## Passage shown
++++++++++++++++++++

When you’re running an online business creating Informational products is an absolute no-brainer. This is doubly true if you’re invested in a strong content marketing strategy, because the content you are already creating to market your business can easily be repurposed and (with a bit of extra love) shaped into great digital products that earn you passive income.

This not only gives you the benefit of an addition, regular income stream for your business, it maximises the return you’re getting on the substantial investment in time or resource that goes into a successful content marketing strategy.

It’s easy to connect the dots between an informational product (like a signature eCourse or Book) and an informational marketing launch. I’m in the middle of one myself as we speak, to launch my new book and, following that, the Academy version on it.

But a lot of people underestimate the power of content when it comes to launching any product or service, whether it’s information-based and digital, or otherwise. Even if they do understand the potential of content to support their launch, they’re often unsure exactly how to create a successful informational marketing launch.

And yet your online content is the most powerful tool you have at your disposal when you’re trying to launch, regardless of what you’re launching. So powerful in fact that you can pull off a successful launch using nothing in the way of paid advertising and relying entirely on a solid informational marketing strategy.

++++++++++++++++++++

## Set tasks
(1) Answer these questions from the post on informational products, one line per answer, marked (a), (b) and (c):
(a) What kind of income does the post say repurposed content can earn once shaped into digital products?
(b) What is the writer launching at the moment, and what follows it?
(c) According to the post, how much paid advertising does a successful launch need?
(2) List every benefit the post on informational products says you gain by turning your marketing content into informational products.
(3) Reproduce the stretch of the post on informational products from "And yet your" through "informational marketing strategy.".

++++++++++++++++++++

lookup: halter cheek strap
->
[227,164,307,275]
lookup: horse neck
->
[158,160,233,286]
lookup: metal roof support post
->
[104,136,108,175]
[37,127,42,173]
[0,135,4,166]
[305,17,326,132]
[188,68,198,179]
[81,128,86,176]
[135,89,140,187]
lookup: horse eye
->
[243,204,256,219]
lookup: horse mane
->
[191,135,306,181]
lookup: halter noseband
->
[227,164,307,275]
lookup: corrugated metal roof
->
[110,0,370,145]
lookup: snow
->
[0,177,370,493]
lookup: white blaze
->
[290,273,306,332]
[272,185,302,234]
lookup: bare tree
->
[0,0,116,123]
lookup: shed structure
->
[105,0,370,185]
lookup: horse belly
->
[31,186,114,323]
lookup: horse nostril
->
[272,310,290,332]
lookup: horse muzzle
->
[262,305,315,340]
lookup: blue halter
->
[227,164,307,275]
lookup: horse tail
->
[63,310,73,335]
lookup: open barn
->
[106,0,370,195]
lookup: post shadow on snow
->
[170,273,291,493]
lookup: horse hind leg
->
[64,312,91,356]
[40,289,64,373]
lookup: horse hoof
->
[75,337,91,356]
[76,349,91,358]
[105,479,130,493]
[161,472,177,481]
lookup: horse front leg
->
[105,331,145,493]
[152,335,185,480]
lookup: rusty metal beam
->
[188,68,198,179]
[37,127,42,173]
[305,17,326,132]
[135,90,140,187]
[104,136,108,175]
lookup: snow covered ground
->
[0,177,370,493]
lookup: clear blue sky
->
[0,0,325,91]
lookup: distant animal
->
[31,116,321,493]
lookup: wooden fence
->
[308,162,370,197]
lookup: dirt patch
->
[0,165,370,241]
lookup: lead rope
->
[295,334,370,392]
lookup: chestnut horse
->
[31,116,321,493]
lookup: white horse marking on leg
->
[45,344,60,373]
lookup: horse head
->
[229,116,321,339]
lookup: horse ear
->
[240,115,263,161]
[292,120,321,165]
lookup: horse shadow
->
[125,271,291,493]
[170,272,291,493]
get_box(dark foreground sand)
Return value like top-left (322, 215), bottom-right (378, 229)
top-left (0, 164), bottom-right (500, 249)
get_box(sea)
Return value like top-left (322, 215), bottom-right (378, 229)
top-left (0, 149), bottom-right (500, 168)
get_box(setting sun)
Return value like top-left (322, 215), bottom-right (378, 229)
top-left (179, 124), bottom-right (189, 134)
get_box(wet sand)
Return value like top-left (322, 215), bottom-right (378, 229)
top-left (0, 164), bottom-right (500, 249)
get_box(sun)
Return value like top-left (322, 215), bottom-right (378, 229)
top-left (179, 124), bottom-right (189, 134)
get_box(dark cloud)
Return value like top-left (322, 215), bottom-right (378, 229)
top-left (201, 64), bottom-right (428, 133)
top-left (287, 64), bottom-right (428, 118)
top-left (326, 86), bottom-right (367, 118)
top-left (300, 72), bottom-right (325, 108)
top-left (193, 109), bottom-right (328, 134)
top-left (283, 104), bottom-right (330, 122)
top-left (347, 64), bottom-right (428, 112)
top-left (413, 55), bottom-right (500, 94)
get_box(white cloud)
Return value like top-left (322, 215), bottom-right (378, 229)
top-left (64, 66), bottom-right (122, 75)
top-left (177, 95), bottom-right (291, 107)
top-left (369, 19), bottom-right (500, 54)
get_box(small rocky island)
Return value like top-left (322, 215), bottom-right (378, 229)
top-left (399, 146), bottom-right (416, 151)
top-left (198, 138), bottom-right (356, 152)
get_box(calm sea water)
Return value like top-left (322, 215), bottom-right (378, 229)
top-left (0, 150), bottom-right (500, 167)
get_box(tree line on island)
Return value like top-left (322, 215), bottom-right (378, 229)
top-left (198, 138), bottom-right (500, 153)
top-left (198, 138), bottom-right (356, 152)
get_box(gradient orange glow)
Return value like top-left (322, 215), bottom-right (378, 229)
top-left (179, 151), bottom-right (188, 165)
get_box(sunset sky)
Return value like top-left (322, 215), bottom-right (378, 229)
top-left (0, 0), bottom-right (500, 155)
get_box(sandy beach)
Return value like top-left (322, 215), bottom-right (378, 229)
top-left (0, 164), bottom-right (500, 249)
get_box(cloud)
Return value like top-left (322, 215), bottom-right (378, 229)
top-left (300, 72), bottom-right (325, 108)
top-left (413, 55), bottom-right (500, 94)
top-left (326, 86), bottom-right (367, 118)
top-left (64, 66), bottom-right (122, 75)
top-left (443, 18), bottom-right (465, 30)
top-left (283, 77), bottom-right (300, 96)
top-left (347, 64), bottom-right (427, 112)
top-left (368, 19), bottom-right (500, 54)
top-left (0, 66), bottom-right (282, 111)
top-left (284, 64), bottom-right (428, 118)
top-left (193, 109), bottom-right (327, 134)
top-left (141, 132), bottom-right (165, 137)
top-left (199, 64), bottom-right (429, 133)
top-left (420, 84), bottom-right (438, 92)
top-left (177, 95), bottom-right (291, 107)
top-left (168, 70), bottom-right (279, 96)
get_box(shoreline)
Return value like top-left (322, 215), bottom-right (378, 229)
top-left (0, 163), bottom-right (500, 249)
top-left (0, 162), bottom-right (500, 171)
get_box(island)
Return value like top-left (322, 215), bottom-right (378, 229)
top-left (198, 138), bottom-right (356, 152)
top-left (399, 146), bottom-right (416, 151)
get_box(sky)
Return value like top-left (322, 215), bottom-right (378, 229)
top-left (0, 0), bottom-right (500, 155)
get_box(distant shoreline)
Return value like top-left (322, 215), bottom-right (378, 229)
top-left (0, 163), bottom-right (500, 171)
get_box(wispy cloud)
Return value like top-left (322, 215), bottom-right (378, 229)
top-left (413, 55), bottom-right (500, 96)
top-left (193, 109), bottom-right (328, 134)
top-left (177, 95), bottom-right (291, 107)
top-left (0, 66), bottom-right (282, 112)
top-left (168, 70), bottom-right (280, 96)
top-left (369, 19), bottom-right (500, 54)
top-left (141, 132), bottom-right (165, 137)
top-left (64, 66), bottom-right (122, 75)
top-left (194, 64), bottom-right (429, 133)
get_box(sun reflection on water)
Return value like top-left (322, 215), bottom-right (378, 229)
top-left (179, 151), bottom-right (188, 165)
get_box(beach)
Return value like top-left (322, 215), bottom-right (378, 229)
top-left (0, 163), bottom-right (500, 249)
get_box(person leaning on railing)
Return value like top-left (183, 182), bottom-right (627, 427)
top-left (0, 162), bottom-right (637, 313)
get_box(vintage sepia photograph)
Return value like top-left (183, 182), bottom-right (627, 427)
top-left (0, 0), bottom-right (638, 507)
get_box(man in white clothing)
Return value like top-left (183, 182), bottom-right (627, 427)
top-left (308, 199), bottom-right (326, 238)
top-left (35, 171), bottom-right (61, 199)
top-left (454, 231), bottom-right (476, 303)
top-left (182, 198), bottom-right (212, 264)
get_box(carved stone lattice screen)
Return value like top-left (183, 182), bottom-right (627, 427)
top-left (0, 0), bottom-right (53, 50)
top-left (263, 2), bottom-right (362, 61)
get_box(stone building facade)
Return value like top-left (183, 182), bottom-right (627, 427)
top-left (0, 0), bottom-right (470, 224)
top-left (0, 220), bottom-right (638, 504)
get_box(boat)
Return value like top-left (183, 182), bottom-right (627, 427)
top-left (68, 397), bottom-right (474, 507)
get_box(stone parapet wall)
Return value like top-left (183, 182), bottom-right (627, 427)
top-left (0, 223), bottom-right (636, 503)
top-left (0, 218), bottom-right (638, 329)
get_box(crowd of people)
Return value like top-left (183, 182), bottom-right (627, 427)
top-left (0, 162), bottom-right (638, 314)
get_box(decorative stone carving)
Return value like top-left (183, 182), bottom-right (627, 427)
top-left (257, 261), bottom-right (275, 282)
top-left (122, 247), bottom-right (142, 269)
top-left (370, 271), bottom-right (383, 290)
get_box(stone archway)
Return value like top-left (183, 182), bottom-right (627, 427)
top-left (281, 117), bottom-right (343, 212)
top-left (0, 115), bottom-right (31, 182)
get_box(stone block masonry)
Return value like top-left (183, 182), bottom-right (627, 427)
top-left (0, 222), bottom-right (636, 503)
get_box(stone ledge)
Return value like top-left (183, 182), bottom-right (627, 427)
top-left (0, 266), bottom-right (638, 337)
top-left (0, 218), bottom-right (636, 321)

++++++++++++++++++++

## Answer set
(1)
(a) Passive income.
(b) A new book, followed by the Academy version of it.
(c) None; a launch can rely entirely on a solid informational marketing strategy.

(2)
- Passive income from the digital products
- An additional, regular income stream for the business
- The greatest return on the substantial investment of time or resource that goes into a successful content marketing strategy

(3)
And yet your online content is the most powerful tool you have at your disposal when you’re trying to launch, regardless of what you’re launching. So powerful in fact that you can pull off a successful launch using nothing in the way of paid advertising and relying entirely on a solid informational marketing strategy.